◆ **Exercise description**
The entries that follow must be given again exactly, with no pictures kept.

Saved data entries
###

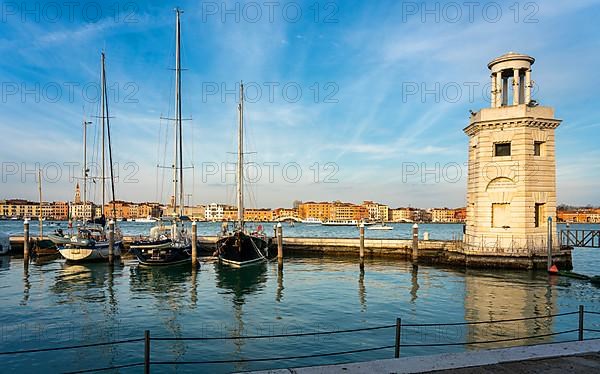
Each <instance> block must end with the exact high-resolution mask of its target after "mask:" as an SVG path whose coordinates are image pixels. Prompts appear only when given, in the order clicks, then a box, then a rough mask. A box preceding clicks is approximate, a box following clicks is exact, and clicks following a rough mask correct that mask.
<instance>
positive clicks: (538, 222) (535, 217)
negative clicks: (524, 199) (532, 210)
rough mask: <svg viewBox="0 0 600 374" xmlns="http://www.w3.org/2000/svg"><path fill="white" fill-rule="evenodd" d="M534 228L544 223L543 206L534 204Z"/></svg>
mask: <svg viewBox="0 0 600 374" xmlns="http://www.w3.org/2000/svg"><path fill="white" fill-rule="evenodd" d="M534 219H535V227H541V226H542V225H543V222H544V204H539V203H536V204H535V218H534Z"/></svg>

###

◆ **Solution below**
Each <instance> block must end with the exact high-resolution mask of its target after "mask:" as an SVG path whose coordinates are image pixels. Prompts appear only when given, in the order clicks, then a box, then a rough mask. A box preceding clicks is approximate, a box following clicks is exact, and clicks following a rough mask correct that mask.
<instance>
positive clicks: (538, 222) (535, 217)
negative clicks: (524, 199) (532, 210)
rough mask: <svg viewBox="0 0 600 374" xmlns="http://www.w3.org/2000/svg"><path fill="white" fill-rule="evenodd" d="M534 228L544 223L543 206L534 204Z"/></svg>
mask: <svg viewBox="0 0 600 374" xmlns="http://www.w3.org/2000/svg"><path fill="white" fill-rule="evenodd" d="M534 219H535V227H541V226H542V225H543V222H544V204H539V203H536V204H535V218H534Z"/></svg>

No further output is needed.